- Passage shown -
During benefits communication campaigns, we realized employees were overwhelmed by information rather than lacking interest. We reduced the messaging to three clear questions: what the benefit covers, what it costs, and why it matters now. After simplifying communication into short visual guides and quick Q&A sessions, participation in retirement planning sessions increased by 26 percent. Clarity drives engagement far more effectively than volume of information.
We work with a lot of heavily regulated industries like automotive lending and claims processing. In those sectors, complexity is the primary obstacle to employee engagement around benefits. Last open enrollment, we discovered ours was written like a compliance brochure rather than an empowerment tool. We removed anything that didn't speak directly to one question employees had: "How does this affect me?" Every message was filtered through that question. If it didn't help employees understand the financial impact of their benefits decisions, we didn't send it. We replaced bulky policy books with concise, decision-focused messaging that laid out the long-term value of enrolling in programs like employer pension matches or health plans. It worked because nobody cares about the nuances of plan policy. They care about how it affects them. Communications focused on the what-if: What could I gain if I increase my pension contribution? How would I be affected if I chose Plan B instead of Plan A? Building those comparables was simple. Finance, HR and operations built three elegantly simplistic what-if scenarios, then promoted them across internal channels like webinars, micro explainers and manager meetings. Support calls during open enrollment dropped and enrollment in employer-matched retirement plans skyrocketed because employees could clearly see the value they would forfeit by not participating.
I decide what to keep by starting with the actions employees must take, the deadlines, and the two or three decisions that most affect their coverage or savings, then I cut anything that does not change a decision or help someone complete the steps. I also look for repeated concepts and consolidate them into one plain-language explanation with a single link to details, so people are not forced to reread the same idea in different formats. One change I made that improved participation was rewriting our open enrollment communications using the same approach I used when translating complex LLM capabilities for stakeholders: fewer concepts per message, clearer subject lines, and straightforward calls to action. When the message is shorter and the next step is obvious, employees move from scanning to completing their enrollment.

- Assignment 1 -
In the passage on benefits communication, by how much did participation in retirement planning sessions increase after communication was simplified?
- Assignment 2 -
Please list the three questions that, according to the passage on benefits communication, the messaging was reduced to.
- Assignment 3 -
Decide whether each statement agrees with the passage on benefits communication. Answer yes or no, and quote the words that decide it.
(a) Support calls during open enrollment rose.
(b) Finance, HR and operations built three what-if scenarios.
(c) Employees were described as lacking interest in benefits information.

- Data extract -
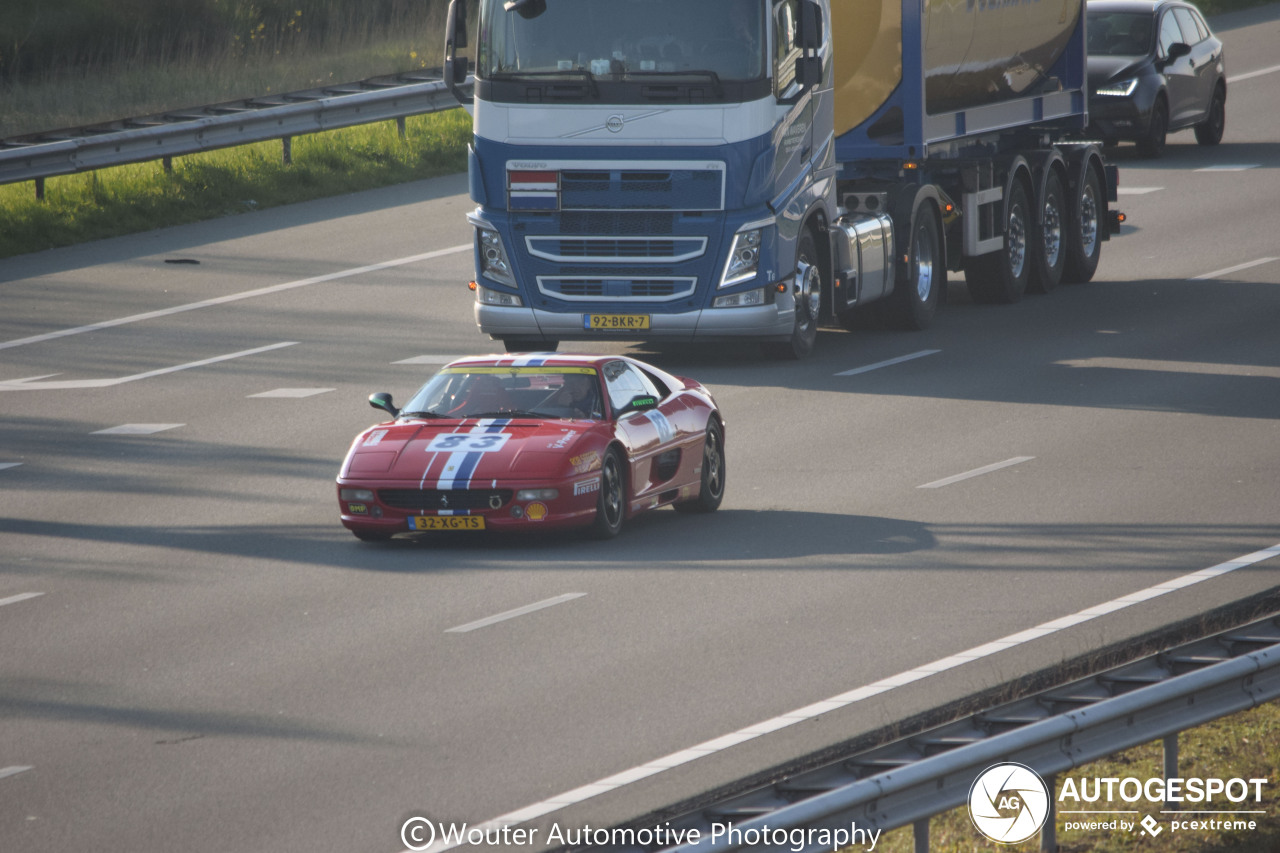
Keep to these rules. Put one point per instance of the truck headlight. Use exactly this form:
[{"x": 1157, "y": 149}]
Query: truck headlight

- Your solution 1 -
It increased by 26 percent.

- Your solution 2 -
- What the benefit covers
- What it costs
- Why it matters now

- Your solution 3 -
(a) No: "Support calls during open enrollment dropped"
(b) Yes: "Finance, HR and operations built three elegantly simplistic what-if scenarios"
(c) No: "employees were overwhelmed by information rather than lacking interest"